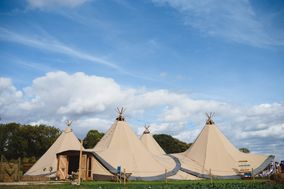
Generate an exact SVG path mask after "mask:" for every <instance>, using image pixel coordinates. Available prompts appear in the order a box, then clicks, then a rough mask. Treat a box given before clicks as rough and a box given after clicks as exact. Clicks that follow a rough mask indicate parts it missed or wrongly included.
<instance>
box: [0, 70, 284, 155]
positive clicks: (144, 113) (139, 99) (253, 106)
mask: <svg viewBox="0 0 284 189" xmlns="http://www.w3.org/2000/svg"><path fill="white" fill-rule="evenodd" d="M117 106H124V107H126V108H127V112H126V119H127V120H128V121H129V124H130V126H131V125H132V126H134V127H133V128H134V129H135V130H136V131H138V132H137V133H138V134H141V133H142V131H143V130H144V128H143V127H142V126H143V125H144V124H146V123H147V124H150V125H151V131H152V133H166V134H171V135H173V136H175V137H177V138H179V139H181V140H184V141H186V142H193V140H194V139H195V137H196V136H197V134H198V133H199V132H200V130H201V129H202V127H203V126H204V123H205V119H206V117H205V115H204V113H205V112H216V120H215V122H216V123H217V125H218V126H219V128H220V130H222V131H223V132H224V134H225V136H227V137H228V138H229V139H230V141H232V143H233V144H235V145H236V146H237V147H248V148H249V149H251V150H252V151H254V152H258V153H267V154H271V153H276V154H277V155H278V157H281V158H284V154H283V152H284V147H283V142H282V141H283V133H284V105H283V104H281V103H272V104H260V105H256V106H253V107H249V108H246V107H236V106H233V105H230V104H227V103H223V102H219V101H212V100H196V99H192V98H191V97H190V96H189V95H187V94H181V93H176V92H171V91H168V90H164V89H159V90H147V89H145V88H144V89H143V88H142V89H139V88H129V87H123V86H121V85H119V84H118V83H117V82H116V81H114V80H113V79H111V78H106V77H98V76H92V75H86V74H84V73H81V72H78V73H74V74H68V73H65V72H49V73H47V74H46V75H45V76H42V77H38V78H36V79H34V80H33V83H32V84H31V85H30V86H28V87H26V88H24V89H16V88H15V87H14V85H13V84H12V82H11V80H10V79H8V78H0V116H1V118H2V122H9V121H18V122H21V123H33V124H36V123H49V124H51V125H55V126H56V127H59V128H60V129H63V128H64V127H65V126H64V125H65V124H64V121H65V120H66V119H72V120H73V129H74V131H75V132H76V134H77V135H78V136H79V137H83V136H84V135H85V134H86V132H87V131H88V130H90V129H99V130H100V131H103V132H105V131H106V130H107V129H108V128H109V127H110V126H111V123H112V122H113V121H114V119H115V114H116V113H115V111H114V109H115V108H116V107H117ZM275 149H277V150H275Z"/></svg>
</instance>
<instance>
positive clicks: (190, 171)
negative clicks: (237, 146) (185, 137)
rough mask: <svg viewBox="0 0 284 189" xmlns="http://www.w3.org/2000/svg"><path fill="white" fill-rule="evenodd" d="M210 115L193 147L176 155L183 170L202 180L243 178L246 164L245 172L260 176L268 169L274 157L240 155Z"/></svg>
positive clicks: (253, 154) (245, 153) (239, 152)
mask: <svg viewBox="0 0 284 189" xmlns="http://www.w3.org/2000/svg"><path fill="white" fill-rule="evenodd" d="M211 117H212V115H210V116H208V120H207V121H206V125H205V126H204V128H203V129H202V131H201V132H200V134H199V135H198V137H197V138H196V140H195V142H194V143H193V144H192V145H191V147H190V148H189V149H188V150H186V151H185V152H183V153H179V154H173V155H174V156H175V157H177V158H178V159H179V160H180V162H181V170H182V171H185V172H187V173H190V174H193V175H195V176H198V177H201V178H209V177H211V175H212V176H214V177H216V178H224V179H225V178H240V176H239V174H240V172H241V171H242V169H243V168H244V167H242V166H243V165H242V163H243V162H246V165H245V166H246V167H245V168H246V169H248V170H253V174H254V175H255V174H257V173H259V172H260V171H262V170H263V169H265V168H266V167H267V166H268V165H269V164H270V163H271V161H272V160H273V159H274V156H265V155H256V154H250V153H249V154H247V153H243V152H240V151H239V150H238V149H237V148H235V147H234V146H233V145H232V144H231V143H230V141H229V140H228V139H227V138H226V137H225V136H224V135H223V133H222V132H221V131H220V130H219V129H218V128H217V126H216V125H215V123H214V122H213V121H212V119H211Z"/></svg>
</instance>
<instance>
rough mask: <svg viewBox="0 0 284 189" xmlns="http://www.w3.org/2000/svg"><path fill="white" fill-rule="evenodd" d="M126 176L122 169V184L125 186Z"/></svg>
mask: <svg viewBox="0 0 284 189" xmlns="http://www.w3.org/2000/svg"><path fill="white" fill-rule="evenodd" d="M125 181H126V176H125V169H123V184H124V185H125Z"/></svg>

* AIM OF THE EXERCISE: When you reproduce the entries above, keep every word exact and leave the images out.

* ANSWER FOR THE TASK:
Generate an exact SVG path mask after "mask:" for every <instance>, using image pixel coordinates. Available prompts appear in the order a box, then clicks, then a rough mask. Treat a box given before clicks as rough and a box given after clicks as exact. Clicks that follow a rough mask indicate parts it missed or wrongly included.
<instance>
box: [0, 70, 284, 155]
positive clicks: (144, 113) (139, 99) (253, 106)
mask: <svg viewBox="0 0 284 189" xmlns="http://www.w3.org/2000/svg"><path fill="white" fill-rule="evenodd" d="M117 106H124V107H126V108H127V112H126V119H127V120H128V121H129V124H130V126H131V125H132V126H134V127H133V128H134V129H135V130H136V131H138V132H137V133H138V134H141V133H142V131H143V130H144V128H143V127H142V126H143V125H144V124H146V123H147V124H150V125H151V131H152V133H166V134H171V135H173V136H175V137H177V138H179V139H181V140H184V141H186V142H193V140H194V139H195V137H196V136H197V134H198V133H199V132H200V130H201V129H202V127H203V126H204V123H205V119H206V117H205V115H204V113H205V112H216V120H215V122H216V123H217V125H218V126H219V128H220V130H222V131H223V132H224V134H225V136H227V137H228V138H229V139H230V141H232V143H233V144H235V145H236V146H237V147H248V148H249V149H251V150H252V151H254V152H258V153H267V154H271V153H276V154H277V155H278V157H281V158H284V154H283V152H284V147H283V142H282V141H283V133H284V105H283V104H281V103H272V104H260V105H256V106H253V107H249V108H246V107H236V106H233V105H230V104H227V103H223V102H219V101H212V100H196V99H192V98H191V97H190V96H189V95H187V94H181V93H176V92H171V91H168V90H164V89H159V90H147V89H145V88H144V89H143V88H142V89H139V88H129V87H123V86H121V85H119V84H118V83H117V82H116V81H114V80H113V79H111V78H106V77H98V76H92V75H86V74H84V73H81V72H78V73H74V74H68V73H65V72H49V73H47V74H46V75H45V76H42V77H38V78H36V79H34V80H33V83H32V84H31V85H30V86H28V87H26V88H24V89H16V88H15V87H14V85H13V84H12V82H11V80H10V79H8V78H0V116H1V118H2V122H9V121H18V122H21V123H33V124H36V123H49V124H51V125H55V126H56V127H59V128H60V129H63V128H64V127H65V126H64V125H65V124H64V121H65V120H66V119H72V120H73V129H74V131H75V132H76V134H77V135H78V136H79V137H83V136H84V135H85V134H86V132H87V131H88V130H90V129H99V130H100V131H103V132H105V131H106V130H107V129H108V128H109V127H110V126H111V123H112V122H113V121H114V119H115V114H116V113H115V111H114V109H115V108H116V107H117ZM275 149H277V150H275Z"/></svg>
</instance>
<instance>
positive clicks: (190, 171)
negative clicks: (237, 146) (185, 137)
rough mask: <svg viewBox="0 0 284 189" xmlns="http://www.w3.org/2000/svg"><path fill="white" fill-rule="evenodd" d="M210 115L193 147L176 155L183 170L202 180L243 178L246 164L245 172L260 176L268 169L274 157L240 155Z"/></svg>
positive clicks: (253, 154) (245, 153) (239, 152)
mask: <svg viewBox="0 0 284 189" xmlns="http://www.w3.org/2000/svg"><path fill="white" fill-rule="evenodd" d="M211 117H212V115H210V116H208V120H207V121H206V125H205V126H204V128H203V129H202V131H201V132H200V134H199V135H198V137H197V138H196V140H195V142H194V143H193V144H192V145H191V147H190V148H189V149H188V150H186V151H185V152H183V153H179V154H173V155H174V156H175V157H177V158H178V159H179V160H180V162H181V170H182V171H185V172H187V173H190V174H193V175H195V176H198V177H201V178H209V177H211V175H212V176H214V177H216V178H224V179H225V178H240V176H239V174H240V172H241V171H242V169H243V168H244V167H242V166H243V165H242V163H243V162H246V165H245V166H246V167H245V168H246V169H248V170H253V174H254V175H255V174H257V173H259V172H260V171H262V170H263V169H265V168H266V167H267V166H268V165H269V164H270V163H271V161H272V160H273V159H274V156H265V155H256V154H250V153H249V154H247V153H243V152H240V151H239V150H238V149H237V148H235V147H234V146H233V145H232V144H231V143H230V141H229V140H228V139H227V138H226V137H225V136H224V135H223V133H222V132H221V131H220V130H219V129H218V128H217V126H216V125H215V123H214V122H213V121H212V119H211Z"/></svg>
</instance>
<instance>
rough mask: <svg viewBox="0 0 284 189" xmlns="http://www.w3.org/2000/svg"><path fill="white" fill-rule="evenodd" d="M126 176L122 169V184L125 186Z"/></svg>
mask: <svg viewBox="0 0 284 189" xmlns="http://www.w3.org/2000/svg"><path fill="white" fill-rule="evenodd" d="M125 181H126V176H125V169H123V184H124V185H125Z"/></svg>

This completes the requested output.